## Start

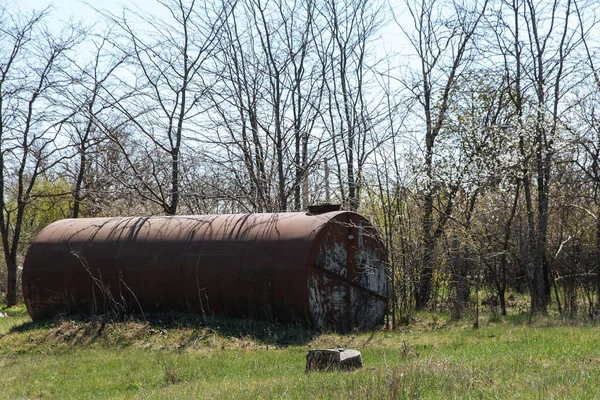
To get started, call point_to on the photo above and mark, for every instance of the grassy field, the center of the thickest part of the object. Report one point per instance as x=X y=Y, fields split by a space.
x=176 y=357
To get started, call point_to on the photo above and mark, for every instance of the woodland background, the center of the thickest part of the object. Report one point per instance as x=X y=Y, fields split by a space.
x=474 y=147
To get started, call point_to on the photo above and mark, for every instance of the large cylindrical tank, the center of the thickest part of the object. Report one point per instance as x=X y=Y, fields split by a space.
x=326 y=270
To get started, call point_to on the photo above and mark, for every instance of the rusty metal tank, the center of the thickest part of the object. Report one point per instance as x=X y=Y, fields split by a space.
x=326 y=270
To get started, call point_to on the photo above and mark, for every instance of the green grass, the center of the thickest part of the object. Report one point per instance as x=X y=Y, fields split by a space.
x=177 y=356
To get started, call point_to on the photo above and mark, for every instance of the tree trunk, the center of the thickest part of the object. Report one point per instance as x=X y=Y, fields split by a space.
x=11 y=288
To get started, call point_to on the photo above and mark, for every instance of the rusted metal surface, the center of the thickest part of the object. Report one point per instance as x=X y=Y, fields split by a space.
x=325 y=270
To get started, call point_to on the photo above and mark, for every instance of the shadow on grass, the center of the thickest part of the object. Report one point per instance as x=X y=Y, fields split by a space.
x=87 y=329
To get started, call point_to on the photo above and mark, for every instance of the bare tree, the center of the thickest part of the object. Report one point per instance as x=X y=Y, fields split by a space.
x=31 y=124
x=166 y=59
x=443 y=47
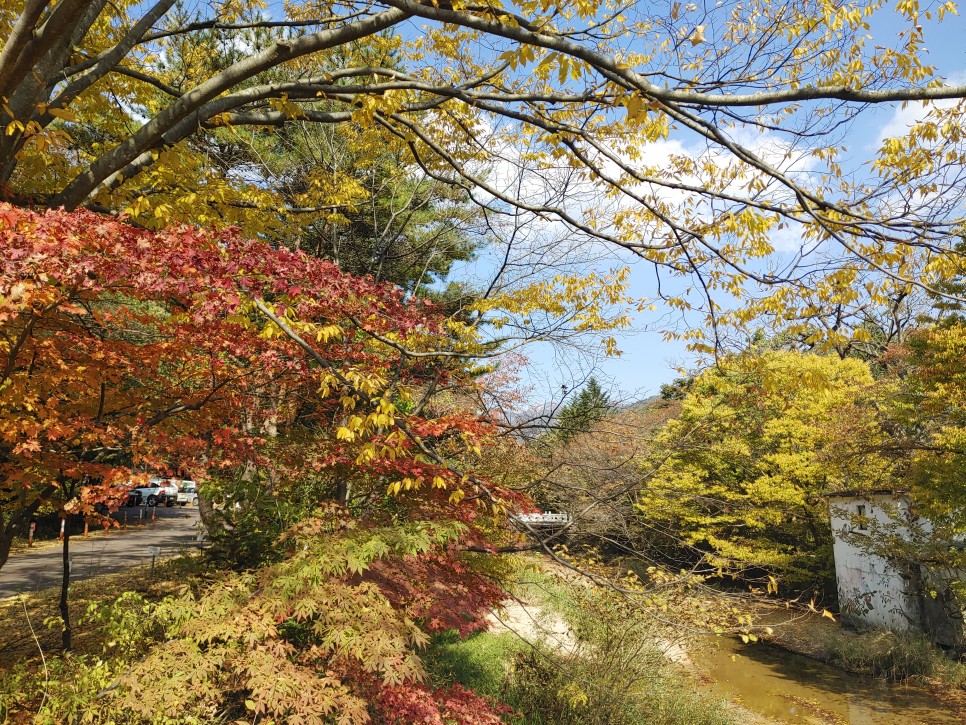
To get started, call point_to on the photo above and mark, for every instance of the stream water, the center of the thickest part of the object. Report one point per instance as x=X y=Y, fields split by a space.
x=791 y=688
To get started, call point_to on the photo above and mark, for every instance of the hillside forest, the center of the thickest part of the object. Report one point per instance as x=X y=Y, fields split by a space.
x=303 y=254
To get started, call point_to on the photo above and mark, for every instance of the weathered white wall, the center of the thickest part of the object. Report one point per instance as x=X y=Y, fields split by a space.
x=870 y=589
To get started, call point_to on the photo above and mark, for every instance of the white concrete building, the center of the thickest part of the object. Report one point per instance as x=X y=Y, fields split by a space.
x=891 y=593
x=871 y=590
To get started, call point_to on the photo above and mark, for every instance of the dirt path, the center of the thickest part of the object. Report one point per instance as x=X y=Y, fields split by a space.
x=104 y=553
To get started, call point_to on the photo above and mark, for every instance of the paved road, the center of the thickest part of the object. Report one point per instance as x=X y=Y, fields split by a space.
x=174 y=529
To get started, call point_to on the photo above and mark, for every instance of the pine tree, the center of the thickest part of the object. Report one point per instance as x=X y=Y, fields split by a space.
x=578 y=416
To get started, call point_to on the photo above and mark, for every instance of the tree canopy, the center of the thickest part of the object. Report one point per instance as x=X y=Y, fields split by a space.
x=690 y=136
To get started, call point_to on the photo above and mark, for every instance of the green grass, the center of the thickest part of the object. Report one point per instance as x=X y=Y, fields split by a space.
x=615 y=676
x=892 y=655
x=479 y=662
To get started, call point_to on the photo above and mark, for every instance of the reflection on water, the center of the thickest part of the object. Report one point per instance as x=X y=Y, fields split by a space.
x=791 y=688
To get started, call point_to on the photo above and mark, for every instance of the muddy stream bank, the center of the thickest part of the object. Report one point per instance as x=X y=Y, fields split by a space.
x=790 y=688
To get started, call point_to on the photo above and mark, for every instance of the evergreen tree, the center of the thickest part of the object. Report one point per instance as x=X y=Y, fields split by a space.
x=589 y=406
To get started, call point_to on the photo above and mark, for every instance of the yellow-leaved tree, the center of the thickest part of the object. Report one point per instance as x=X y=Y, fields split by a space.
x=741 y=473
x=695 y=137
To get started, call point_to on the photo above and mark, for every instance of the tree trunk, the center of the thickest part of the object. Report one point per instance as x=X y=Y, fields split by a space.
x=65 y=587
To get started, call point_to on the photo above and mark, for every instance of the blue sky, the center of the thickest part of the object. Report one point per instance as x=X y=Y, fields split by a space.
x=648 y=359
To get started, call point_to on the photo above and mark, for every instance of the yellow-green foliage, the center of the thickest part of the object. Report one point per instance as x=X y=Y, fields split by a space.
x=750 y=455
x=932 y=411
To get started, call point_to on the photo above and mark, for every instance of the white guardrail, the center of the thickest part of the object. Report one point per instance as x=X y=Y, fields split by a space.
x=542 y=520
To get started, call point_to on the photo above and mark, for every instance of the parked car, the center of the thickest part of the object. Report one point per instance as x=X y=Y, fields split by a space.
x=169 y=488
x=152 y=494
x=187 y=494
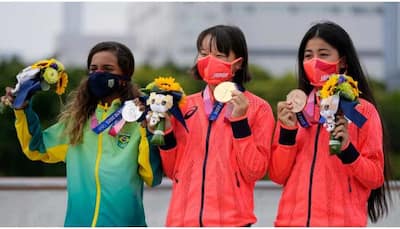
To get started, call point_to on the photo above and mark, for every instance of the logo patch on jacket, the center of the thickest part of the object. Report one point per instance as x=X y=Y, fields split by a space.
x=123 y=140
x=190 y=112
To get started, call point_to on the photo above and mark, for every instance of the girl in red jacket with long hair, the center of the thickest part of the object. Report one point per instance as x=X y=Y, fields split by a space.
x=215 y=164
x=320 y=189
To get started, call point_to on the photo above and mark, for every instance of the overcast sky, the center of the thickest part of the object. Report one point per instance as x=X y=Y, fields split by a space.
x=29 y=29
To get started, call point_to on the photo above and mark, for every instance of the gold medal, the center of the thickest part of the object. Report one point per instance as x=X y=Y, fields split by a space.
x=223 y=92
x=298 y=99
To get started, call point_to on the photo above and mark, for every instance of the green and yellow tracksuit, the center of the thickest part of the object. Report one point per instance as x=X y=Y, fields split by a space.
x=105 y=174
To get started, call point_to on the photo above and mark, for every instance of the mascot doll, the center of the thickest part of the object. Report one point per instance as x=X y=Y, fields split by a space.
x=165 y=96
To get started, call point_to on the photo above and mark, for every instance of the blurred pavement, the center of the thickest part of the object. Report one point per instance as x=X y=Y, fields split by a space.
x=26 y=202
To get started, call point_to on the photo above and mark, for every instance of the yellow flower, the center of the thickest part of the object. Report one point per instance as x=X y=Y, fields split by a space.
x=340 y=83
x=169 y=84
x=62 y=83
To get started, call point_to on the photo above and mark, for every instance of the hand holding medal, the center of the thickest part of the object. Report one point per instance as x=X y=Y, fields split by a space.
x=223 y=91
x=339 y=94
x=298 y=100
x=39 y=76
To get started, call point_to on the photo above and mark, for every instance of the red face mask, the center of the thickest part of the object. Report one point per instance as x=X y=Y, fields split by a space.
x=318 y=71
x=214 y=71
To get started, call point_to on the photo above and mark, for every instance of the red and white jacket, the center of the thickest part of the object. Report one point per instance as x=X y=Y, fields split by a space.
x=324 y=190
x=214 y=166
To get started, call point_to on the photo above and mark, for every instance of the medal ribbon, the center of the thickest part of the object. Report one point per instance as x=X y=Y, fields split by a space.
x=115 y=120
x=309 y=116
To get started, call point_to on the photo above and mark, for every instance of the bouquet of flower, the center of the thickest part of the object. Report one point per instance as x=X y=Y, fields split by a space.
x=339 y=94
x=39 y=76
x=164 y=95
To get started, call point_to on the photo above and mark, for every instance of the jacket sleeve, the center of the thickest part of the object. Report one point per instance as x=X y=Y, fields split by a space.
x=364 y=156
x=48 y=146
x=283 y=156
x=168 y=153
x=252 y=142
x=149 y=160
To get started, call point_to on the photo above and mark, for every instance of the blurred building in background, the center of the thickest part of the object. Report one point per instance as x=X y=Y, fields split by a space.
x=161 y=32
x=73 y=46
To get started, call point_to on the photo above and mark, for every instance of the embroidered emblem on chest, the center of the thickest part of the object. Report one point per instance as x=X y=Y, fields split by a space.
x=123 y=140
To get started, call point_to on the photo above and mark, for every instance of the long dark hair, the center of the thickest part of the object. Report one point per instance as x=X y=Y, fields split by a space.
x=337 y=37
x=227 y=38
x=82 y=104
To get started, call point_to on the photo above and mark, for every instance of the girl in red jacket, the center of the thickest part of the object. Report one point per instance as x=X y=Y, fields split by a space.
x=215 y=164
x=320 y=189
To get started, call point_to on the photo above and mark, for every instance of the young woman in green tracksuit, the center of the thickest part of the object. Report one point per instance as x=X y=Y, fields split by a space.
x=106 y=168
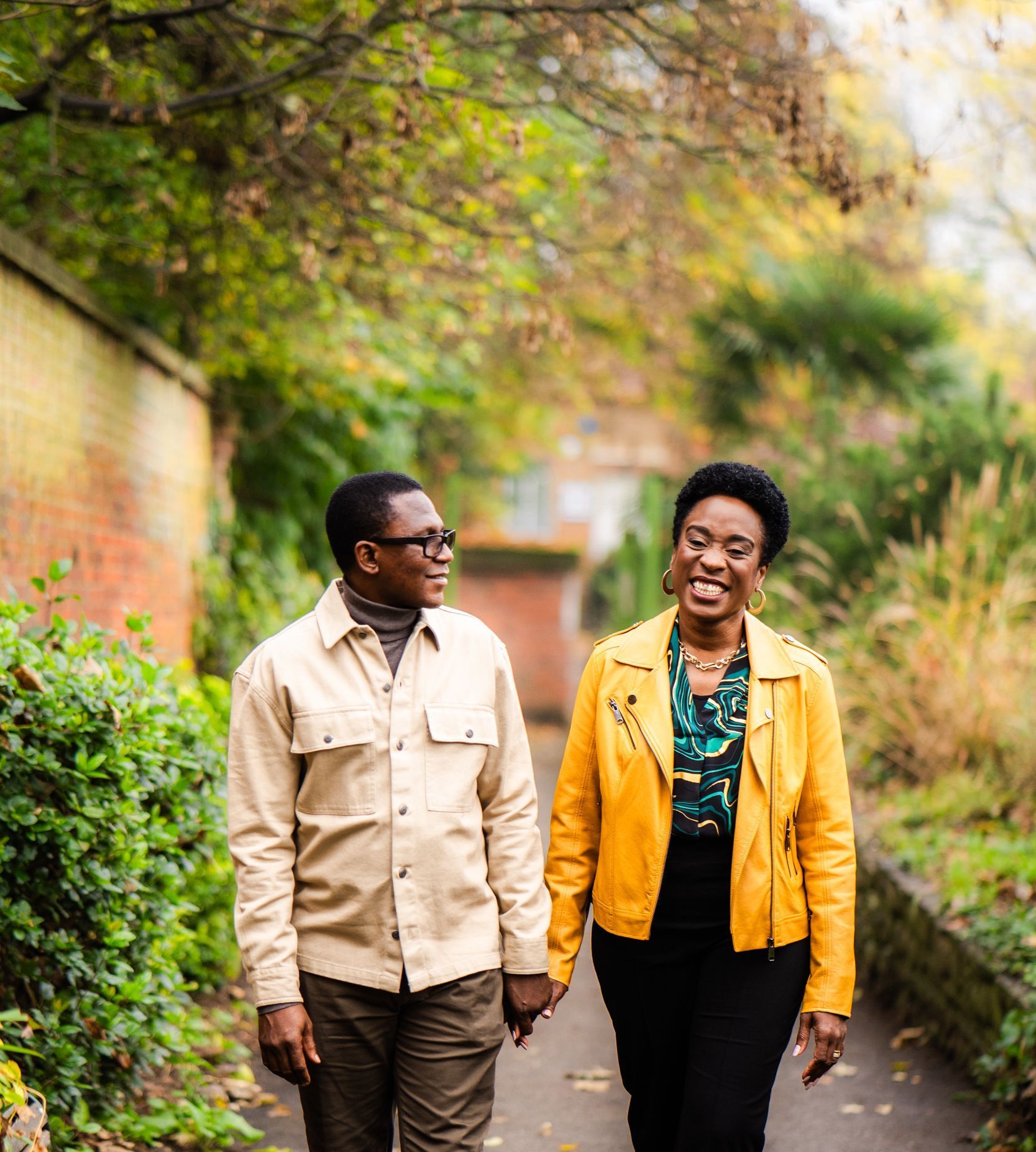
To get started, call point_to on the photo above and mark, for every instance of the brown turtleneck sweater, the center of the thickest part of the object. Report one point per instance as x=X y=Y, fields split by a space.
x=392 y=626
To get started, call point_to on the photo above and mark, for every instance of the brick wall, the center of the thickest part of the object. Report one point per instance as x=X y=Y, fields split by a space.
x=531 y=599
x=105 y=453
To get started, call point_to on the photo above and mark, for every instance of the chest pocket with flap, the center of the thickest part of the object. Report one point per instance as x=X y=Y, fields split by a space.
x=459 y=737
x=339 y=747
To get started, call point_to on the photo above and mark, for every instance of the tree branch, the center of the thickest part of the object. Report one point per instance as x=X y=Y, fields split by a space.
x=166 y=14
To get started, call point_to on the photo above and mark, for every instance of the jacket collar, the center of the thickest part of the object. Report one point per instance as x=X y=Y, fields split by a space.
x=645 y=647
x=334 y=621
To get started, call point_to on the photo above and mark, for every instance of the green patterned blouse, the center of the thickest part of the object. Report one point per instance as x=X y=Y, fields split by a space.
x=708 y=745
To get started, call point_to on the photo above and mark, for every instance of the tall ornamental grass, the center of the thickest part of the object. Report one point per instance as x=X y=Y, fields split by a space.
x=938 y=661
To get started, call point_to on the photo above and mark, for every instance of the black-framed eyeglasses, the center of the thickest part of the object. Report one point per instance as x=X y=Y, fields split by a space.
x=432 y=545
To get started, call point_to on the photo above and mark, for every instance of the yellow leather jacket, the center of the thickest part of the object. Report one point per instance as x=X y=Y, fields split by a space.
x=794 y=855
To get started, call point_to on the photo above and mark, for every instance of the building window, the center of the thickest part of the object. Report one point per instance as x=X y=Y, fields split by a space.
x=529 y=504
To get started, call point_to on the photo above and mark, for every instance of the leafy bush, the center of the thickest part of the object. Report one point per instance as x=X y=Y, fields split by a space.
x=109 y=809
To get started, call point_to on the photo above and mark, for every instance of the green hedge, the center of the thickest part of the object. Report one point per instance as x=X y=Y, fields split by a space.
x=114 y=886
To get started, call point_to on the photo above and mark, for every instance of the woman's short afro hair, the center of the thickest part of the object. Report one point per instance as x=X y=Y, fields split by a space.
x=743 y=482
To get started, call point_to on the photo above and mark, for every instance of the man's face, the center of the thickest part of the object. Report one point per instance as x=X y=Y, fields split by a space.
x=401 y=574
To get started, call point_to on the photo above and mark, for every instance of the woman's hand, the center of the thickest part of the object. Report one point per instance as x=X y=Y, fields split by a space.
x=830 y=1033
x=557 y=990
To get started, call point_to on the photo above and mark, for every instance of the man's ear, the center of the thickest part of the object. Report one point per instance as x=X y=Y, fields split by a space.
x=366 y=558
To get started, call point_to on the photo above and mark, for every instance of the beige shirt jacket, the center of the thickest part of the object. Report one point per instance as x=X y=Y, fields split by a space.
x=382 y=824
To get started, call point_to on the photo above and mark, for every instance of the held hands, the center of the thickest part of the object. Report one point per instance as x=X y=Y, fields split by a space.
x=830 y=1033
x=525 y=997
x=286 y=1042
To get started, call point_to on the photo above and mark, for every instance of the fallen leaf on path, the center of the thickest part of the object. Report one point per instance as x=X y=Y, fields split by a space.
x=241 y=1090
x=29 y=679
x=906 y=1036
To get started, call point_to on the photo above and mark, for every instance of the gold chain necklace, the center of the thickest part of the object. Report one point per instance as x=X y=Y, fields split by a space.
x=704 y=665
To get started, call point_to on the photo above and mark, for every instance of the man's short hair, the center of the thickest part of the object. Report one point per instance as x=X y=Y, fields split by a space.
x=362 y=507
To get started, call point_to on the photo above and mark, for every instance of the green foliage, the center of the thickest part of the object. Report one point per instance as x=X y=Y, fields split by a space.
x=835 y=321
x=1009 y=1076
x=186 y=1117
x=856 y=494
x=109 y=809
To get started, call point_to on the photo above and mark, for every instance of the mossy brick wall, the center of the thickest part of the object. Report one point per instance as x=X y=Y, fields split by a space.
x=928 y=972
x=105 y=456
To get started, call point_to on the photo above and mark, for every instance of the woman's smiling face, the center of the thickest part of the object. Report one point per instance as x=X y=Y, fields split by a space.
x=717 y=563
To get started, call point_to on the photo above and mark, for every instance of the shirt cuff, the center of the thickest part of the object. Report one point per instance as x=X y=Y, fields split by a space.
x=524 y=956
x=275 y=987
x=268 y=1008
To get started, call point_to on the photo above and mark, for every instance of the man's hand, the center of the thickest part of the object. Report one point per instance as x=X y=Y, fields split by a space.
x=286 y=1042
x=525 y=997
x=830 y=1033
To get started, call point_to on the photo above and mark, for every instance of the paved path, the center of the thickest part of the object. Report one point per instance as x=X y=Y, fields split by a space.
x=541 y=1108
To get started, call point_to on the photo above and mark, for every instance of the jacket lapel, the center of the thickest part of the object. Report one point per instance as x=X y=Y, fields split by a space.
x=648 y=702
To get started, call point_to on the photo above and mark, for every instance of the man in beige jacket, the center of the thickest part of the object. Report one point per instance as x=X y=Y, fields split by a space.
x=382 y=821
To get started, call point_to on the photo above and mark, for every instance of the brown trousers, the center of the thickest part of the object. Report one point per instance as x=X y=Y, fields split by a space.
x=432 y=1053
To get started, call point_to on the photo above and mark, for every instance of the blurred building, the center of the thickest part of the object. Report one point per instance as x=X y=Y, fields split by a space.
x=526 y=574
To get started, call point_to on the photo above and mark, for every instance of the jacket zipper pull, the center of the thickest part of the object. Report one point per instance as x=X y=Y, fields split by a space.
x=621 y=721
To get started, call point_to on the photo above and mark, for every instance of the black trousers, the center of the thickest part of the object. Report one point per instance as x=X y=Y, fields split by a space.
x=699 y=1028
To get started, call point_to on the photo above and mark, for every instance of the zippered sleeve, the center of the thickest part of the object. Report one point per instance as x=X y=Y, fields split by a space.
x=828 y=855
x=575 y=829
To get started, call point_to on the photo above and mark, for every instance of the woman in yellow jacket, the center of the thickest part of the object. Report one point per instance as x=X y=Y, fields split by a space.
x=702 y=806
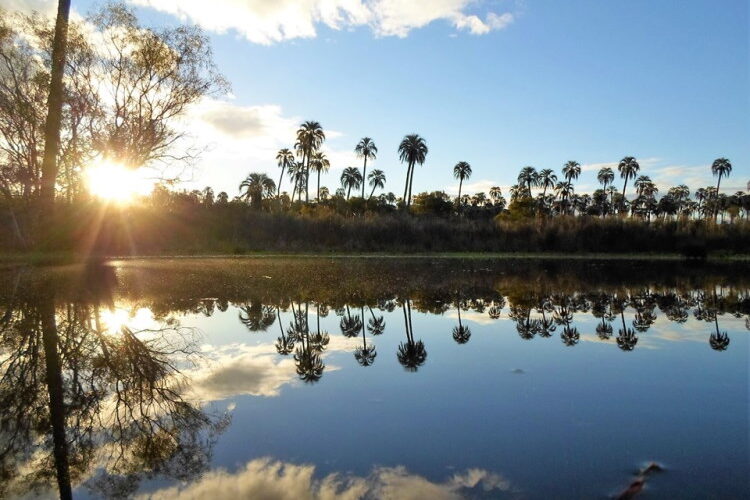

## End

Return the lines from the one containing "the man's short" to the one containing "x=362 y=507", both included, copied character for character.

> **PROBLEM SOLUTION**
To get started, call point_to on the photo above and mark, for every instance of the man's short hair, the center of the thickest part of the object. Report one point per instance as x=X y=Y, fields split by a space.
x=362 y=507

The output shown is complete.